*Shape labeling listing*
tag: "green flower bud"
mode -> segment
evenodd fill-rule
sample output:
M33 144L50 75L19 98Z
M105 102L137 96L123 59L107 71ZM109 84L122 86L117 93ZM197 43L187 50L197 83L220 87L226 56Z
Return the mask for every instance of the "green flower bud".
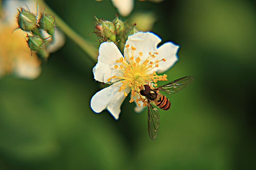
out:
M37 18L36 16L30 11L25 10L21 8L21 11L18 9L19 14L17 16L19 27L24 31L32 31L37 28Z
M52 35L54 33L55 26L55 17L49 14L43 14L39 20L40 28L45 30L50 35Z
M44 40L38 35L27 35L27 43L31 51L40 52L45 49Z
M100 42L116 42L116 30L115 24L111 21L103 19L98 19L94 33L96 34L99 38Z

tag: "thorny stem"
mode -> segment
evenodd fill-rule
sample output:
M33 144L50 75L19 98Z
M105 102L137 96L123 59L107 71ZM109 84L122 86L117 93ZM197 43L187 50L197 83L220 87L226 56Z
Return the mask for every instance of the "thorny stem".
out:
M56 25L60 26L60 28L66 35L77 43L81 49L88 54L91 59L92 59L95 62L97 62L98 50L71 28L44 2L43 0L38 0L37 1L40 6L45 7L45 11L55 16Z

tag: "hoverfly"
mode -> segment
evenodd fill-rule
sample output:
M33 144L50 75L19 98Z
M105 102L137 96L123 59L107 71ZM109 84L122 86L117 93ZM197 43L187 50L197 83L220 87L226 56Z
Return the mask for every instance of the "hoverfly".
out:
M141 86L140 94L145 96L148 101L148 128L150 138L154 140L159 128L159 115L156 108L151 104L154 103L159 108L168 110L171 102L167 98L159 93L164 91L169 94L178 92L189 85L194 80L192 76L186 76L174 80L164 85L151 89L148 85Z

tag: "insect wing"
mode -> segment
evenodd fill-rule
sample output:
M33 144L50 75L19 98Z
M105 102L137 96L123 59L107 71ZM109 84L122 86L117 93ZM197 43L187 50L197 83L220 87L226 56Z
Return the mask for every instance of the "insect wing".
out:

*SHORT EXERCISE*
Give every line of the listing above as a Markdown table with the columns "Number" and "Text," numbering the rows in order and skipping blank lines. Leave the picture out of your answer.

*OUTPUT BELOW*
| Number | Text |
|---|---|
| 1 | tag: "green flower bud" |
| 2 | mode -> segment |
| 3 | evenodd fill-rule |
| 4 | sample output: |
| 5 | M33 144L50 75L19 98Z |
| 6 | M105 102L137 96L123 59L107 71ZM109 84L122 86L117 93ZM197 43L187 50L197 83L220 87L226 56Z |
| 7 | Return the mask for every instance of the "green flower bud". |
| 8 | out: |
| 9 | M37 18L36 16L30 11L25 10L21 8L21 11L18 9L19 14L17 16L19 27L24 31L32 31L37 28Z |
| 10 | M52 35L54 33L55 26L55 17L49 14L43 14L39 20L40 28L45 30L50 35Z |
| 11 | M44 40L38 35L27 35L27 43L31 51L40 52L45 49Z |
| 12 | M100 42L116 42L116 30L115 24L111 21L103 19L98 19L94 33L96 34L99 38Z |
| 13 | tag: "thorny stem" |
| 14 | mode -> segment |
| 15 | evenodd fill-rule |
| 16 | sample output: |
| 17 | M33 144L50 75L19 98Z |
| 18 | M105 102L137 96L123 59L107 71ZM109 84L122 86L117 93ZM197 43L187 50L197 83L220 87L226 56Z |
| 19 | Return the mask for every instance of the "thorny stem". |
| 20 | out: |
| 21 | M56 25L60 26L60 28L66 35L77 43L81 49L88 54L91 59L92 59L95 62L97 62L98 50L71 28L44 2L43 0L38 0L37 1L40 6L45 7L45 11L55 16Z |
| 22 | tag: "hoverfly" |
| 23 | mode -> segment |
| 24 | evenodd fill-rule |
| 25 | sample output: |
| 26 | M33 144L50 75L19 98Z |
| 27 | M105 102L137 96L123 59L107 71ZM109 84L122 86L117 93ZM197 43L187 50L197 83L220 87L226 56Z |
| 28 | Return the mask for every instance of the "hoverfly". |
| 29 | out: |
| 30 | M141 86L140 94L145 96L148 101L148 128L150 138L154 140L159 128L159 115L156 108L151 104L154 103L159 108L168 110L171 102L167 98L159 93L164 91L169 94L178 92L189 85L194 80L192 76L186 76L174 80L164 85L151 89L148 85Z |
| 31 | tag: "insect wing" |
| 32 | mode -> segment |
| 33 | evenodd fill-rule |
| 34 | sample output: |
| 35 | M33 144L50 75L19 98Z |
| 36 | M105 102L137 96L123 59L107 71ZM109 84L122 86L117 93ZM197 43L187 50L197 83L220 87L226 56Z |
| 37 | Return the mask for every instance of the "insect wing". |
| 38 | out: |